It was only in the 1960s that silicon was established as the primarily resource of semiconductors, the most fundamental component of digital computers. Without this discovery, we wouldn’t have the technology and connectivity we rely on today.

According to the newspaper Folha de São Paulo (2025), quantum computing is still far from reaching its own “silicon moment.” Despite intensive efforts from major tech companies, there is still no established ideia on how to produce qubits, the basic elements of quantum computers. This lack of standardization is a reminder of the long journey ahead for quantum computing.

As for Amazon, they introduced cat qubits, a tribute to Schrödinger’s Cat— an experiment that suggests a cat locked inside a box could be both alive and dead simultaneously. The company’s new technology aims to develop more error-resistant qubits, reducing the problem of “noise” that disrupts quantum calculations. With this advancement, quantum computers could scale up without requiring an excessive number of qubits for error correction.

Green road sign indicating the direction to Silicon Valley, the global center of innovation and technology.


But what is Quantum Computing?

Quantum computing is a new processing model that leverages principles of quantum mechanics to solve problems that are impossible (or time-consuming) for classical computers. Instead of traditional bits, which are either 0 or 1, quantum computers use qubits, which can be in multiple states at the same time. This means enhances processing power for specific applications.

It is becoming more accessible, not only locked to academic research and laboratories, so that is the time to start exploring this new frontier. 

At NextAge, we keep up with technological evolution. That’s why we’ve prepared this article to explain how this trending topic connects with software development.

§

Problem statement: Rewrite the stretch of the quantum computing article from "It was only" through "for quantum computing.", substituting "microchips" for "semiconductors".

Supplied material:
§

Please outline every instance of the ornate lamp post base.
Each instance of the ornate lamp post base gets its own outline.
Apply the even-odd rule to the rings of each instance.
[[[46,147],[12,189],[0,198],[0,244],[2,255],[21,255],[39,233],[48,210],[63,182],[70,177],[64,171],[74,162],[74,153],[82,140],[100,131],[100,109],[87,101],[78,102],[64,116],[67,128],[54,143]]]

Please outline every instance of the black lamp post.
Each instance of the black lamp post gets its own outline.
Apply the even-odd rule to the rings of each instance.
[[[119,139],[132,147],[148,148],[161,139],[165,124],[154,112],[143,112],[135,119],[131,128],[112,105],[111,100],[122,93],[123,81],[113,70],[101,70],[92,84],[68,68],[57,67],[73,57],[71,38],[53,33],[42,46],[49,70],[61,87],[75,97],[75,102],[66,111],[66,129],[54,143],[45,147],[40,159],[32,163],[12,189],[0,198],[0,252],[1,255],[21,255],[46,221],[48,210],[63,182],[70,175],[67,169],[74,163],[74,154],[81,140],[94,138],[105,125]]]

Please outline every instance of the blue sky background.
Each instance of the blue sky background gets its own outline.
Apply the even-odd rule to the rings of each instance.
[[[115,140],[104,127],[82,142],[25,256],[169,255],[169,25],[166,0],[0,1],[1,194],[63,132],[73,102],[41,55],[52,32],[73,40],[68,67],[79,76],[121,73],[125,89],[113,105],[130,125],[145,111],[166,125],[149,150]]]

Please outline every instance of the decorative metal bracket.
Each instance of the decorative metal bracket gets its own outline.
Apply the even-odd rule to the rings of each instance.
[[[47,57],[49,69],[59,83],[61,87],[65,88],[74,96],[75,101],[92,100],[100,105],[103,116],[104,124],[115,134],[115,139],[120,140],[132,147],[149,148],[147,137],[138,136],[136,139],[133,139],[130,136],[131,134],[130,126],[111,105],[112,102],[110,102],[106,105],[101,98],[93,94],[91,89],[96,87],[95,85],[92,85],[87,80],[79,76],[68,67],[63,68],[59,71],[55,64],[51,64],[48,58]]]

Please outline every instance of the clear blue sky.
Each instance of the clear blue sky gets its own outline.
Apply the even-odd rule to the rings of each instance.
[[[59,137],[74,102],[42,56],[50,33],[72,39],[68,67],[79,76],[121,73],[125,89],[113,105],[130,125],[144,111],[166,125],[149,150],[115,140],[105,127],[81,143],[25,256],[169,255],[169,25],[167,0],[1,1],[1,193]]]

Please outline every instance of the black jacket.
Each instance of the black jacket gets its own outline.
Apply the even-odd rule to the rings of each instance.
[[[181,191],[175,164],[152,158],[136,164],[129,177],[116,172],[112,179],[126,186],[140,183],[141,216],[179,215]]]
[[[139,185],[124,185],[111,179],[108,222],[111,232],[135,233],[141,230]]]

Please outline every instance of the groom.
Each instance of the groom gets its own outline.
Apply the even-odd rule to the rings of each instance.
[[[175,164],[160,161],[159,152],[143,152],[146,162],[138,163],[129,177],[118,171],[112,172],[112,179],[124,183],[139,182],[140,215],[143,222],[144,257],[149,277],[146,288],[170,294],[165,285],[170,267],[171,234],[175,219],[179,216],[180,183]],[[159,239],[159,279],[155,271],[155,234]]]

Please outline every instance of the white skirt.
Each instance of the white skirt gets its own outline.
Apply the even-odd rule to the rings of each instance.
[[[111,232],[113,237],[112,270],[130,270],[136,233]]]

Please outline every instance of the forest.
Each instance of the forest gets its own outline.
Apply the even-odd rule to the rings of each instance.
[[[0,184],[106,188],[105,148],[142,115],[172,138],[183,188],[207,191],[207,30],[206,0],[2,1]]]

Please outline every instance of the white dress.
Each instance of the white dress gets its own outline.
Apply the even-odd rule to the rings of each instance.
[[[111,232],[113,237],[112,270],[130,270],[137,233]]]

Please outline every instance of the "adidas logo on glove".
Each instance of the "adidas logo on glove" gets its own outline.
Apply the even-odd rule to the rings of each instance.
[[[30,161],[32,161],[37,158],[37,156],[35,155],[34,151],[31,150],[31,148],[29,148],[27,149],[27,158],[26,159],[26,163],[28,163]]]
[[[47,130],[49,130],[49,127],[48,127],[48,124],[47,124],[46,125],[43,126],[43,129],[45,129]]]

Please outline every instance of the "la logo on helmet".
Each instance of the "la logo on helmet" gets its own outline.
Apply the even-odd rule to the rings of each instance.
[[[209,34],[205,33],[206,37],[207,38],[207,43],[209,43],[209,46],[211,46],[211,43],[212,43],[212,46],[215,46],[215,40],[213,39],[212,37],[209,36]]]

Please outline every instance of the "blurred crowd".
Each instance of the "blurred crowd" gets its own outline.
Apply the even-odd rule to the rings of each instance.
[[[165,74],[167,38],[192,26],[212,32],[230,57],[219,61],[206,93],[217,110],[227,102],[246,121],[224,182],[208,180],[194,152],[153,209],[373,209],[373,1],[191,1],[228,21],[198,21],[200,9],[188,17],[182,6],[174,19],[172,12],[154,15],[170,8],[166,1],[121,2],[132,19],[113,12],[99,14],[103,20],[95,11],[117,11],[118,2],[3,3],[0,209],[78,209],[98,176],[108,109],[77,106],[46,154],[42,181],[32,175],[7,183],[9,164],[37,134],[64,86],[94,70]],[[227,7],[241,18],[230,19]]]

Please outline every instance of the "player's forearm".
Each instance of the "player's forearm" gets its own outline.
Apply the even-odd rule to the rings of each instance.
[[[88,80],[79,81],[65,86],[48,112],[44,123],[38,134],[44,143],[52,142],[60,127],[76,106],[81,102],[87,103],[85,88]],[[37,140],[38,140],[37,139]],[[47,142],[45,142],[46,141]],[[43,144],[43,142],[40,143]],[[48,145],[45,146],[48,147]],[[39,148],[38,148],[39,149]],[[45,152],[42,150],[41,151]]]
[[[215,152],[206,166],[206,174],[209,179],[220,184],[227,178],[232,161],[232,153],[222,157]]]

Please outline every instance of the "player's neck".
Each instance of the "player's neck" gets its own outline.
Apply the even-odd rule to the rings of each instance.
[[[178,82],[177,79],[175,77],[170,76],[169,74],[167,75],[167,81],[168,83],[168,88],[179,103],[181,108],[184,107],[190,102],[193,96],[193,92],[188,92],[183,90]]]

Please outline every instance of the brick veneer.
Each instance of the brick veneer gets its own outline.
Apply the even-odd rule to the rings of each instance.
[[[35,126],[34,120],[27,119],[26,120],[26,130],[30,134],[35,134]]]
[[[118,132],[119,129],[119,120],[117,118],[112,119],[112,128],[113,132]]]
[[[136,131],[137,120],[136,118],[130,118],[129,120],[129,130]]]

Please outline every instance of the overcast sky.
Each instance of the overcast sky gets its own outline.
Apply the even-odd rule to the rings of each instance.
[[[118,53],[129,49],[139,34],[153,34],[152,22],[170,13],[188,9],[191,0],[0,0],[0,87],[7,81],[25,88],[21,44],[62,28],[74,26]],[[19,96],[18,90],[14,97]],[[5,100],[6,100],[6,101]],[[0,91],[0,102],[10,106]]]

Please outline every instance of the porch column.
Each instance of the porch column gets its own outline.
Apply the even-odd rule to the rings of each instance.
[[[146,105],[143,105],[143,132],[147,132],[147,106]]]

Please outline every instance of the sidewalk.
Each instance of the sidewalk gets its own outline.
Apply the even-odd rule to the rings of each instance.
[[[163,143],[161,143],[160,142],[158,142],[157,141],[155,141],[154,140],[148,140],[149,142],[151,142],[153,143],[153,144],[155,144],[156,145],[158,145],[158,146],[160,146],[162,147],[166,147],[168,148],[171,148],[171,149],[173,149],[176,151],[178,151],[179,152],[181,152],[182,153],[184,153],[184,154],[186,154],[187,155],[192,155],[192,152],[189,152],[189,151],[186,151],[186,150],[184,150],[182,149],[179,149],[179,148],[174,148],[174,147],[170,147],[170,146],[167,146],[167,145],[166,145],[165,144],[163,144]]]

§

Finished answer:
It was only in the 1960s that silicon was established as the primarily resource of microchips, the most fundamental component of digital computers. Without this discovery, we wouldn’t have the technology and connectivity we rely on today.

According to the newspaper Folha de São Paulo (2025), quantum computing is still far from reaching its own “silicon moment.” Despite intensive efforts from major tech companies, there is still no established ideia on how to produce qubits, the basic elements of quantum computers. This lack of standardization is a reminder of the long journey ahead for quantum computing.